**Aim:**
Copy out the part of the material below that opens with the line containing "of the railroad" and runs through the end of the material, keeping every line, and shift each coordinate number in the answers up by 95.

**Input data:**
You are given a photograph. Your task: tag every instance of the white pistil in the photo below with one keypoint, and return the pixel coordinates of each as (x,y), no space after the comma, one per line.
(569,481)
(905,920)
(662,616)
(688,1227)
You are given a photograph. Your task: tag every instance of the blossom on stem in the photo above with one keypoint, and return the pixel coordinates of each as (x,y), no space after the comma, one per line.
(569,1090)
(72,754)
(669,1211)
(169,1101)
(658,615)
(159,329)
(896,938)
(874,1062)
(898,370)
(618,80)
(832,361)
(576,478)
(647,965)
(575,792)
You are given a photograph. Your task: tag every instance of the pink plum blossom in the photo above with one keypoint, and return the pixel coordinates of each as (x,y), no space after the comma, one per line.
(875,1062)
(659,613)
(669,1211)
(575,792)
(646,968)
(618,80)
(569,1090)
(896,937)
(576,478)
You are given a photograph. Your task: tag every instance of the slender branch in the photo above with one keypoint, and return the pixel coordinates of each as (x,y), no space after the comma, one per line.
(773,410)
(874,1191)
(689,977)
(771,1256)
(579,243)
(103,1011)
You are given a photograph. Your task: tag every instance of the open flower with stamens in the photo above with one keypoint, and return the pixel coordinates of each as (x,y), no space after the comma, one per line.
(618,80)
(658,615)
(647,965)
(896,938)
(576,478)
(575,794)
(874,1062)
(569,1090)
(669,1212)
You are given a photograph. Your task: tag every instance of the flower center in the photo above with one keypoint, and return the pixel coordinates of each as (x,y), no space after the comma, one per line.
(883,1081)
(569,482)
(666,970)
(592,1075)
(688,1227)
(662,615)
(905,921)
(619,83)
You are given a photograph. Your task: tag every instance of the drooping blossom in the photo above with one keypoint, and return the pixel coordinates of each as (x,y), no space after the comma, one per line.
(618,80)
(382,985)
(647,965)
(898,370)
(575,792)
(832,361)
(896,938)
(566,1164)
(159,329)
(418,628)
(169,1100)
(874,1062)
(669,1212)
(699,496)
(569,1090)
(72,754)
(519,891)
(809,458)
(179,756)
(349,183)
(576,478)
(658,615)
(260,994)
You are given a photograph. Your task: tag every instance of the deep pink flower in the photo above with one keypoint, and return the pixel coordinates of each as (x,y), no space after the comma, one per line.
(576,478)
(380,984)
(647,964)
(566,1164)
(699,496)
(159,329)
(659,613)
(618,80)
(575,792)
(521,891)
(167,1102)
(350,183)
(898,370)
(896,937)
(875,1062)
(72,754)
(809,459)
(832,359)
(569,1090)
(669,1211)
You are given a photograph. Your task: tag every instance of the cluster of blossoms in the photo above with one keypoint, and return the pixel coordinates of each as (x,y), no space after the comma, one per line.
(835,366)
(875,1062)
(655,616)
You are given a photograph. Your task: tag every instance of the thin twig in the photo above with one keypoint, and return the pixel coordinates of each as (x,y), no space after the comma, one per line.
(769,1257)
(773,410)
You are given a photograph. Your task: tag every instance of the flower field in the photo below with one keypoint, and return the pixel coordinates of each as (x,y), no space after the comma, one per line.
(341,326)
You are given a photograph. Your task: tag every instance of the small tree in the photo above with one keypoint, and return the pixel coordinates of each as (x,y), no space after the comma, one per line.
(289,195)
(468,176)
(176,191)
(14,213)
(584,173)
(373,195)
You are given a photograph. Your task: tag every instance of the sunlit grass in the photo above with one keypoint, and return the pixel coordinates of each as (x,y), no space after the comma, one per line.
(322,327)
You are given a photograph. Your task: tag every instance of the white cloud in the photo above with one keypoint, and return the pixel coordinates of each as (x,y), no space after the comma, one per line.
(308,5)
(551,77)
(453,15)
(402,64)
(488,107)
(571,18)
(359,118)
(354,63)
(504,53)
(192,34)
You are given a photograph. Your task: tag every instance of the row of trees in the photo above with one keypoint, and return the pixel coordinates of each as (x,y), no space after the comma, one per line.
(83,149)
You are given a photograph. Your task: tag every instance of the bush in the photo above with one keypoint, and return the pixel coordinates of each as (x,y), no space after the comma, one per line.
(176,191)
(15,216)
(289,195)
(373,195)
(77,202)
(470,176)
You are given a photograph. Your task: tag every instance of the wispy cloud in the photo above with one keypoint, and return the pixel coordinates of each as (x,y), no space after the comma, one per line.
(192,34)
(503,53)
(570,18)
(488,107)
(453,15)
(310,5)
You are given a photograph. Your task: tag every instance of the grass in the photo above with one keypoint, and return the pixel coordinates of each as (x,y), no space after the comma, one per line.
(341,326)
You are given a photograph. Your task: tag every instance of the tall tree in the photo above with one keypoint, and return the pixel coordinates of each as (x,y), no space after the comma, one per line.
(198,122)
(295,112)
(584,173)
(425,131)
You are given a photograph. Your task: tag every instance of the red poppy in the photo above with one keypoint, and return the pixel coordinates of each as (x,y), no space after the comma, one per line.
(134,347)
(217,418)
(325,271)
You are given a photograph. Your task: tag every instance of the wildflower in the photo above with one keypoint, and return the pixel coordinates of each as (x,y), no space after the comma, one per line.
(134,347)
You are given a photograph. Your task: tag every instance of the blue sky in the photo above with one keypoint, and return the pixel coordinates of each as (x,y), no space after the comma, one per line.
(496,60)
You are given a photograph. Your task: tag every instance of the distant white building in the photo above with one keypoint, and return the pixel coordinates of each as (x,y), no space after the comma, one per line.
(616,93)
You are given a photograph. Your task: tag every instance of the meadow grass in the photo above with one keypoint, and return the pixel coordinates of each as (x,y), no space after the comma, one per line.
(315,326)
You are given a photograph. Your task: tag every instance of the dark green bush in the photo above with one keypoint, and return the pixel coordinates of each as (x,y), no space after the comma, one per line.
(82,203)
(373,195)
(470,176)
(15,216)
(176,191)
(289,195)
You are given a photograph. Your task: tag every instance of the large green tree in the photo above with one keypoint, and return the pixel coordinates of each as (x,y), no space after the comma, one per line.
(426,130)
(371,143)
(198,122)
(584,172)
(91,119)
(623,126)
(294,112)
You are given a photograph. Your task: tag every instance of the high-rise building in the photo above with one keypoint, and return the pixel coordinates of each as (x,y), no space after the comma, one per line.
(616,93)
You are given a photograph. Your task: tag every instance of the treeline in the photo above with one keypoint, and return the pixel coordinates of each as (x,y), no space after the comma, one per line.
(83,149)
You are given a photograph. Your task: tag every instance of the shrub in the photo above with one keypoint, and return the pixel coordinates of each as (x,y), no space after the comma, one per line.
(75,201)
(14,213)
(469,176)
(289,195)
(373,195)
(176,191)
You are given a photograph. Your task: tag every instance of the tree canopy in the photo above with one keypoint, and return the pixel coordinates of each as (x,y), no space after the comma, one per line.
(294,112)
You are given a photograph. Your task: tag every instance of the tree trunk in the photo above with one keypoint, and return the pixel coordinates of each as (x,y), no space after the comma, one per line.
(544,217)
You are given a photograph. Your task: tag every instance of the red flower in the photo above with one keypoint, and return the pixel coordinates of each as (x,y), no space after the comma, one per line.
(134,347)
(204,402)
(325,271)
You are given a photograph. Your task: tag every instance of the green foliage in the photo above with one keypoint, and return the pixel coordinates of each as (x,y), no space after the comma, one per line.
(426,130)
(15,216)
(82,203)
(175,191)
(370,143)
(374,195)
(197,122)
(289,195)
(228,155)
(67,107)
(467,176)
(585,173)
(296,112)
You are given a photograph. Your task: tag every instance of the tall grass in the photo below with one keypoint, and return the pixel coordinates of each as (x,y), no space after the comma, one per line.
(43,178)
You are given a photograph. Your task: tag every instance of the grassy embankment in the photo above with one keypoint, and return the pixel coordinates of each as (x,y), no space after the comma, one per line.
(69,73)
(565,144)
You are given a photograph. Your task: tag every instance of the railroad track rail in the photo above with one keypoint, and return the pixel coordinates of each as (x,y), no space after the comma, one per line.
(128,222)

**Exercise result:**
You are given a photograph. Your task: tag every instance of the railroad track rail in the photo above with one keypoint, and return the pixel coordinates of each as (x,y), no space after the comma, one per line.
(223,317)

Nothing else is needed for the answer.